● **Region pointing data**
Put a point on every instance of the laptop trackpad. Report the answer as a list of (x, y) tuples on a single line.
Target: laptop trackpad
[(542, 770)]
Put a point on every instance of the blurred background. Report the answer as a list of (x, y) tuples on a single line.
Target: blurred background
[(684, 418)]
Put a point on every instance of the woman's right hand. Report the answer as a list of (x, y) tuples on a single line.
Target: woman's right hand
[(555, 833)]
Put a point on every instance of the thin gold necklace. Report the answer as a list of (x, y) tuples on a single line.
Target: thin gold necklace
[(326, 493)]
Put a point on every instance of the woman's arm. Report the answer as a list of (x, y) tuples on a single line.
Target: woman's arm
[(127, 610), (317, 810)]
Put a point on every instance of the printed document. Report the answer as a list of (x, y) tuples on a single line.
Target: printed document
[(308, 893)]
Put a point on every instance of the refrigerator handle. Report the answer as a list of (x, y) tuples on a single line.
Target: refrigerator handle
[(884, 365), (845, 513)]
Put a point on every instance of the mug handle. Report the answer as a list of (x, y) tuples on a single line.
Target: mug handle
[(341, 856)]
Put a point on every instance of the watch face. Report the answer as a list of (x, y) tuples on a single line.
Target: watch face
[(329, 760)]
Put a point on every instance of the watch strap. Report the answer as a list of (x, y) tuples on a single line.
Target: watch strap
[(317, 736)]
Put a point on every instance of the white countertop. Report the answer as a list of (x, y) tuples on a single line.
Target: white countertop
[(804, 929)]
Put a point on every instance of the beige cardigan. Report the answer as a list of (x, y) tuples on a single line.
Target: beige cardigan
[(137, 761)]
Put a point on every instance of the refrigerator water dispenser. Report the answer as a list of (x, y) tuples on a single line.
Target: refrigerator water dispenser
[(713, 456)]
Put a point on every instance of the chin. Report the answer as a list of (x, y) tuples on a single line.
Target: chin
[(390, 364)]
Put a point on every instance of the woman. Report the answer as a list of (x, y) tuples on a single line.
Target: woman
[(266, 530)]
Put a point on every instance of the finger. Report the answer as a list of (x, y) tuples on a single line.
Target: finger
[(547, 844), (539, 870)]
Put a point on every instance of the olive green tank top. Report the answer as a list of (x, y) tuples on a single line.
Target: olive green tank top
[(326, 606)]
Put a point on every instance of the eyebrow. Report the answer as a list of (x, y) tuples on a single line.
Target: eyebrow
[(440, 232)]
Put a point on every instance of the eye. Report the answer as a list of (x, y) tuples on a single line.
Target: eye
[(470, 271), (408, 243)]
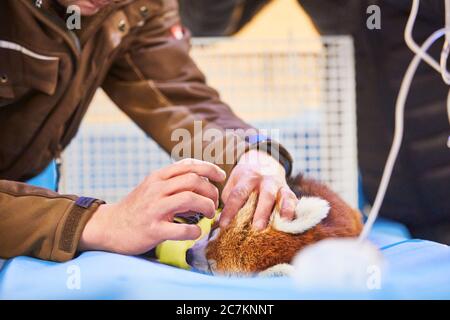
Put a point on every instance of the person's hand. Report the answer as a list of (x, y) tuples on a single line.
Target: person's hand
[(144, 218), (257, 171)]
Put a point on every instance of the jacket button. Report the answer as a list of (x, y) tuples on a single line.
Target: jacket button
[(3, 78), (122, 25), (144, 11)]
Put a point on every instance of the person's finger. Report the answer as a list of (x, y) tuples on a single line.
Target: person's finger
[(202, 168), (288, 201), (187, 201), (181, 231), (266, 201), (191, 182), (236, 200)]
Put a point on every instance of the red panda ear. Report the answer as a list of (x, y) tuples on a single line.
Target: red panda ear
[(310, 211), (278, 270)]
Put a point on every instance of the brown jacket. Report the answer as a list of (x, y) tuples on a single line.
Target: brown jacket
[(48, 76)]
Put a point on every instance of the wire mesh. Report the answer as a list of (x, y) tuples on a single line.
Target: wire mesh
[(302, 91)]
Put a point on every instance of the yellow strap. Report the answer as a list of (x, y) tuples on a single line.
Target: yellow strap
[(174, 252)]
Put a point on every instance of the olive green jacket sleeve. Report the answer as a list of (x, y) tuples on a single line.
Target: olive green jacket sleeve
[(40, 223)]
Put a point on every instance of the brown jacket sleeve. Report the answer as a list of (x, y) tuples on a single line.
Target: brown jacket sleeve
[(40, 223), (157, 84)]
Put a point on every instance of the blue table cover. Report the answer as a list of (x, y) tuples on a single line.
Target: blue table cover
[(417, 269)]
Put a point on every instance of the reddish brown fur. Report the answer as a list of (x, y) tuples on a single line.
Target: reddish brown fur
[(240, 249)]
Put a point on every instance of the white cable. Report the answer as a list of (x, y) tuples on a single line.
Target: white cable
[(398, 132), (410, 40)]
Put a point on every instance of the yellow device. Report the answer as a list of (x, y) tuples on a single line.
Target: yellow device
[(174, 252)]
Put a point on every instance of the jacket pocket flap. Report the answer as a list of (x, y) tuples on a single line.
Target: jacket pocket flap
[(21, 69)]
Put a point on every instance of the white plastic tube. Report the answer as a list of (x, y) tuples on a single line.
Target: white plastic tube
[(399, 127)]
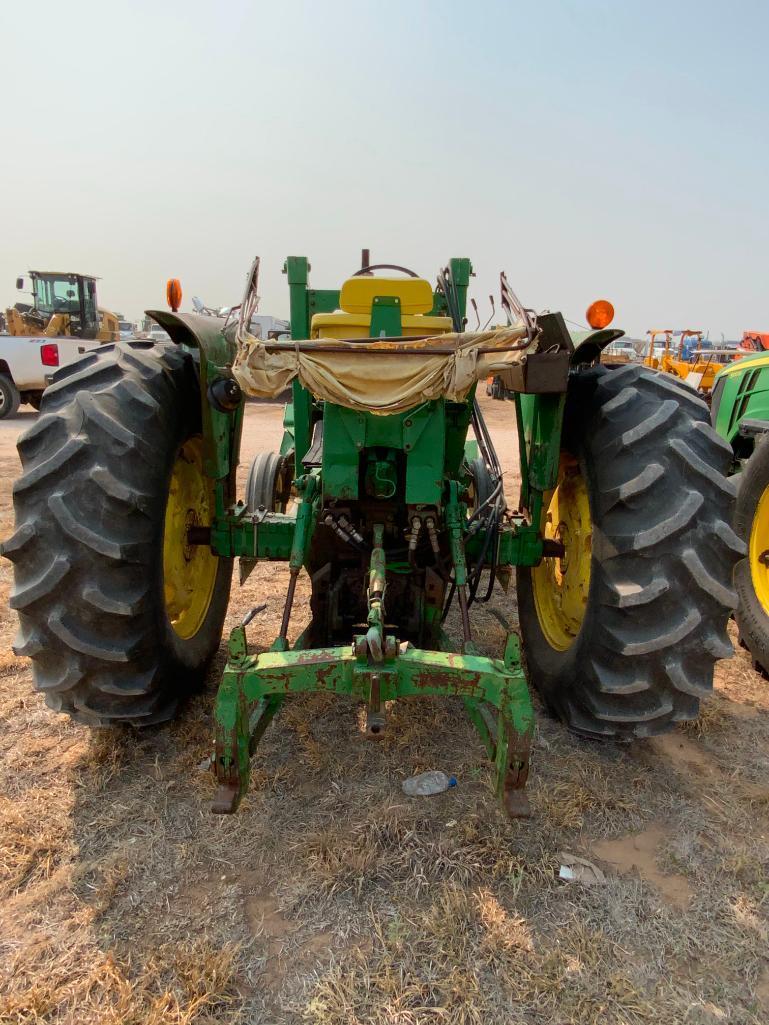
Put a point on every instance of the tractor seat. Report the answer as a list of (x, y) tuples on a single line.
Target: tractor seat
[(357, 296)]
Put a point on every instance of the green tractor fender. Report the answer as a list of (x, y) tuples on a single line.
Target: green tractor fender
[(590, 344), (221, 426), (740, 394)]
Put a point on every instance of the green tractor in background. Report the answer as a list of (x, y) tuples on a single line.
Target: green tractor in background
[(739, 410), (389, 494)]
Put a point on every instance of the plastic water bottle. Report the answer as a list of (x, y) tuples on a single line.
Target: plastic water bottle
[(428, 783)]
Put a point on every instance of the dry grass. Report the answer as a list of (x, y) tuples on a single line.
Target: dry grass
[(331, 899)]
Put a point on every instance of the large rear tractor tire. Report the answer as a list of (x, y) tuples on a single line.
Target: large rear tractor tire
[(752, 574), (621, 633), (118, 612)]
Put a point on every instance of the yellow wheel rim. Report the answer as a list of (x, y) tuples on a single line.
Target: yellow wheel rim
[(758, 550), (561, 585), (189, 570)]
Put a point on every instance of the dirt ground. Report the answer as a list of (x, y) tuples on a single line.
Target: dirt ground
[(332, 899)]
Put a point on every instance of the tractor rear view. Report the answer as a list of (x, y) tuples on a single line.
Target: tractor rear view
[(388, 493)]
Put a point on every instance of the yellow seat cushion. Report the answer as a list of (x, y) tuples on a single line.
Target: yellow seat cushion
[(359, 326), (358, 294)]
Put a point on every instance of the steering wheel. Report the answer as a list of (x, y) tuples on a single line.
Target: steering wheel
[(386, 267)]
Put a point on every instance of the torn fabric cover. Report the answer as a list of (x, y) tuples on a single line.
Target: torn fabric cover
[(365, 376)]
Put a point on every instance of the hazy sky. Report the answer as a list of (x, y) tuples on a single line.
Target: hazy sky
[(594, 149)]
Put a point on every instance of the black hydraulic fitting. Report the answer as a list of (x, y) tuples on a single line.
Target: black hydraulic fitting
[(225, 395)]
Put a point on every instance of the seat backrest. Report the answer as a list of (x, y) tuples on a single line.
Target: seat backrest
[(358, 294)]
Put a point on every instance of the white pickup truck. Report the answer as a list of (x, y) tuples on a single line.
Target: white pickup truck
[(27, 363)]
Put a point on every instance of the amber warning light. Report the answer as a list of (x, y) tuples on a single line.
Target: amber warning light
[(173, 293), (600, 314)]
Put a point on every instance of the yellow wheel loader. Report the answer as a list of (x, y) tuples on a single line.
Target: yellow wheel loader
[(63, 305)]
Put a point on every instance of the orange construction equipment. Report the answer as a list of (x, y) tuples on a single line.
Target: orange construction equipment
[(698, 371)]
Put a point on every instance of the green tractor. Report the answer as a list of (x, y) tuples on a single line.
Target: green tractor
[(739, 410), (389, 494)]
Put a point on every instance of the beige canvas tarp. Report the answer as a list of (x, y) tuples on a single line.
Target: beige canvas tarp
[(367, 376)]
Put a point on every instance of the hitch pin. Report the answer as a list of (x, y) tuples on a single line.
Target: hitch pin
[(254, 612)]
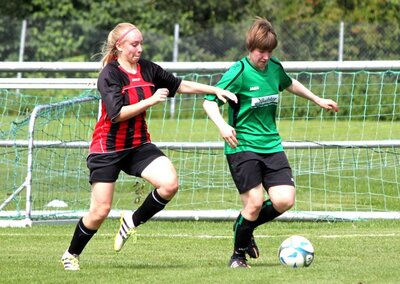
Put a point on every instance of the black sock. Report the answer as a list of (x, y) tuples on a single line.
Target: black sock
[(151, 205), (243, 229), (267, 213), (81, 237)]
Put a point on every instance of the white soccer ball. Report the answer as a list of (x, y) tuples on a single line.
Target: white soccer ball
[(296, 251)]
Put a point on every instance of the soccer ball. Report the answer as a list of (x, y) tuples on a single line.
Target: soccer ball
[(296, 251)]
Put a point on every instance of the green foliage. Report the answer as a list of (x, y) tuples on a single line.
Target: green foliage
[(198, 252), (209, 30)]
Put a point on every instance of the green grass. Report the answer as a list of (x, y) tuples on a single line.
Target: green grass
[(198, 252)]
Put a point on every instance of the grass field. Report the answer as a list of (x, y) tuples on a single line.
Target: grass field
[(198, 252)]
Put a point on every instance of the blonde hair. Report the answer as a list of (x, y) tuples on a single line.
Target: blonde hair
[(261, 35), (109, 50)]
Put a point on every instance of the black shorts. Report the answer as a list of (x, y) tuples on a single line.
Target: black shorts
[(105, 167), (249, 169)]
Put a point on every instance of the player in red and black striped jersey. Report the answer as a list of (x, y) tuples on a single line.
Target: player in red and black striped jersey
[(129, 86)]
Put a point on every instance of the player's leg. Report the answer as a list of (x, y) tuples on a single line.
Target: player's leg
[(247, 174), (244, 225), (100, 206), (279, 182), (281, 199), (162, 175)]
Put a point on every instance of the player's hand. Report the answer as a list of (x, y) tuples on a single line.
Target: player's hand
[(328, 104), (228, 133), (159, 96), (225, 94)]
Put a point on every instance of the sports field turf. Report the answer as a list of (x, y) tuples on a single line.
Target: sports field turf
[(198, 252)]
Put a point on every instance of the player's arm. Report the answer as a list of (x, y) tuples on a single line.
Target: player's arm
[(300, 90), (227, 132), (132, 110), (189, 87)]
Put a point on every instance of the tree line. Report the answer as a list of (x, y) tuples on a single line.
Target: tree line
[(74, 30)]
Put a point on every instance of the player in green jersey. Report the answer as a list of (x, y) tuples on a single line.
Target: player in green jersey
[(253, 145)]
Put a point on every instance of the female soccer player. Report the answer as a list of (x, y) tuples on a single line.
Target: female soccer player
[(128, 85), (253, 147)]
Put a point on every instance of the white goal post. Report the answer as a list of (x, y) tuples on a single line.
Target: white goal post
[(185, 67)]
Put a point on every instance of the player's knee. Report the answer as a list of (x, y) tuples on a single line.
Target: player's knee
[(284, 204), (100, 213), (170, 188)]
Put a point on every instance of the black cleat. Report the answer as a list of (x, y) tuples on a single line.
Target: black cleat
[(238, 263), (252, 249)]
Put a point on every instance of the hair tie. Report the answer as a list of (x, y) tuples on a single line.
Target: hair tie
[(124, 35)]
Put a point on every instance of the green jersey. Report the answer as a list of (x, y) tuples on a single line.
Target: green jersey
[(253, 117)]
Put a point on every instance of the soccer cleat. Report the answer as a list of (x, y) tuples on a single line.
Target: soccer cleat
[(124, 233), (252, 249), (70, 261), (238, 263)]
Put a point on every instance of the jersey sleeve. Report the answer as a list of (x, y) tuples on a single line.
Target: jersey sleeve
[(160, 77), (110, 87), (230, 80), (284, 79)]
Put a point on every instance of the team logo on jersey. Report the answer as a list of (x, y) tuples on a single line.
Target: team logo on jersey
[(265, 101)]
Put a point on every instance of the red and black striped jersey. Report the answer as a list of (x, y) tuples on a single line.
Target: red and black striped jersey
[(119, 88)]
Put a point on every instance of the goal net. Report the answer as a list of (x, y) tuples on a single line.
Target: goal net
[(345, 164)]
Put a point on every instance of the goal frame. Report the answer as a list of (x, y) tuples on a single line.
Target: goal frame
[(177, 67)]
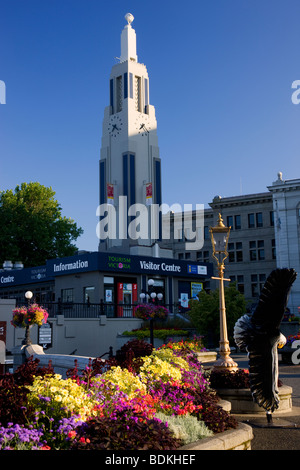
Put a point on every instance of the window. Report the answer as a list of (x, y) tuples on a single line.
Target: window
[(239, 251), (261, 250), (230, 221), (251, 221), (138, 94), (67, 295), (257, 250), (231, 253), (255, 220), (259, 221), (239, 280), (273, 249), (89, 295), (119, 100), (206, 232), (257, 283), (237, 222), (254, 285), (203, 256), (252, 248), (235, 252)]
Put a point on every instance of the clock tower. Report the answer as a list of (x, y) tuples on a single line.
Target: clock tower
[(130, 165)]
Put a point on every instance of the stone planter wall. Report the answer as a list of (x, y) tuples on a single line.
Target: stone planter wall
[(121, 340), (242, 401), (288, 328), (233, 439)]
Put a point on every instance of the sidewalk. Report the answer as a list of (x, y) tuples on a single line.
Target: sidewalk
[(287, 438)]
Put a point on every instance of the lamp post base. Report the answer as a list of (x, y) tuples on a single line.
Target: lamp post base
[(225, 362)]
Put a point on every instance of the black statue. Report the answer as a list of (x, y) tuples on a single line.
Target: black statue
[(259, 334)]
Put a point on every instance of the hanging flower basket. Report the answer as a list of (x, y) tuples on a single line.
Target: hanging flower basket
[(151, 312), (27, 316)]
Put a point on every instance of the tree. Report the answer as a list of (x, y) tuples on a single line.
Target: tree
[(205, 312), (32, 228)]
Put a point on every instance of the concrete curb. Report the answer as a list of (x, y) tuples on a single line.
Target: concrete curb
[(233, 439)]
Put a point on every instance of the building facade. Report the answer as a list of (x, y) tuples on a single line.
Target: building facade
[(286, 206), (251, 247)]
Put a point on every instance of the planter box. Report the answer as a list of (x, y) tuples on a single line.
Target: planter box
[(206, 356), (285, 355), (121, 340), (233, 439), (242, 401)]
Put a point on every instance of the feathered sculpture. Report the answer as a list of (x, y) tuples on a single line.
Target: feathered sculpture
[(259, 334)]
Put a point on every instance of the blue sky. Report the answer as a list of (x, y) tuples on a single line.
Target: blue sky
[(220, 80)]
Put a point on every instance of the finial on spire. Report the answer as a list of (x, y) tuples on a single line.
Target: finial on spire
[(128, 41), (129, 18)]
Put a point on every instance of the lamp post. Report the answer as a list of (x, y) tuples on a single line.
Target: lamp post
[(151, 294), (219, 239), (27, 340)]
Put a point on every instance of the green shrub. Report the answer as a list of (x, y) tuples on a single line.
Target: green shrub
[(187, 428)]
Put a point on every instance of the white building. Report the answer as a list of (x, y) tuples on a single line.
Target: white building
[(130, 165), (286, 204)]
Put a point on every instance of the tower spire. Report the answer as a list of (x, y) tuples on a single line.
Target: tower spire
[(128, 41)]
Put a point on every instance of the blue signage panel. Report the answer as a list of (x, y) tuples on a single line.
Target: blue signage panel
[(146, 265), (72, 264)]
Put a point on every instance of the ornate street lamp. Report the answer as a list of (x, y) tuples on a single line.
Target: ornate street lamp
[(150, 294), (27, 340), (219, 239)]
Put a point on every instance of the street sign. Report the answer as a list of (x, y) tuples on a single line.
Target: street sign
[(45, 335)]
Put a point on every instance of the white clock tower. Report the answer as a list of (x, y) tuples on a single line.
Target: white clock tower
[(130, 166)]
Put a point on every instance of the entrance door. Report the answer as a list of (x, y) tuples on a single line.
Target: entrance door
[(126, 295)]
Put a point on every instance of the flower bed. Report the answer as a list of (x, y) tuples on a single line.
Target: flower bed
[(143, 399), (158, 332)]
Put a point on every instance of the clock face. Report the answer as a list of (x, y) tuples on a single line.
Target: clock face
[(142, 125), (115, 126)]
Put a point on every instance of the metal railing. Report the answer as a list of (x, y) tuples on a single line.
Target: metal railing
[(93, 310)]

● **TRY IT**
Would you retype the lines above from the one with "Put a point on every instance of the tree." down to the one with "Put a point on every instance of the finial", word for word, both ends included and no other lines?

● **ANSWER FOR THE TASK**
Put a point on every instance of the tree. Report the answer as a list of (x, y) tuples on a single line.
Target: tree
[(205, 312), (32, 228)]
Put a point on every instance of the concrete curb. Report the answer as a list of (x, y) tuples on a single line.
Target: concrete curb
[(233, 439)]
Put a point on every instance of the building facade. Report the answer as a list of (x, y) tuples on a single line.
Target: building facade
[(286, 206), (251, 247)]
Put a point on every instance of the planter box. Report the answer as a list of (x, y) tuples on a single line.
Target: planter box
[(206, 356), (285, 355), (121, 340), (233, 439), (242, 401)]
Put a point on every instance of the feathered sculpture. Report the answer as a list of (x, y) tuples on a single line.
Target: feathered sculpture
[(259, 334)]
Put a point on every instance of the blue sky. Report the answer as a list of (x, y) tuples on a single line.
Target: blue sky
[(220, 80)]
Put a point on every instance of the finial on spire. Report the answer as a list of (x, y) tuples on a single line.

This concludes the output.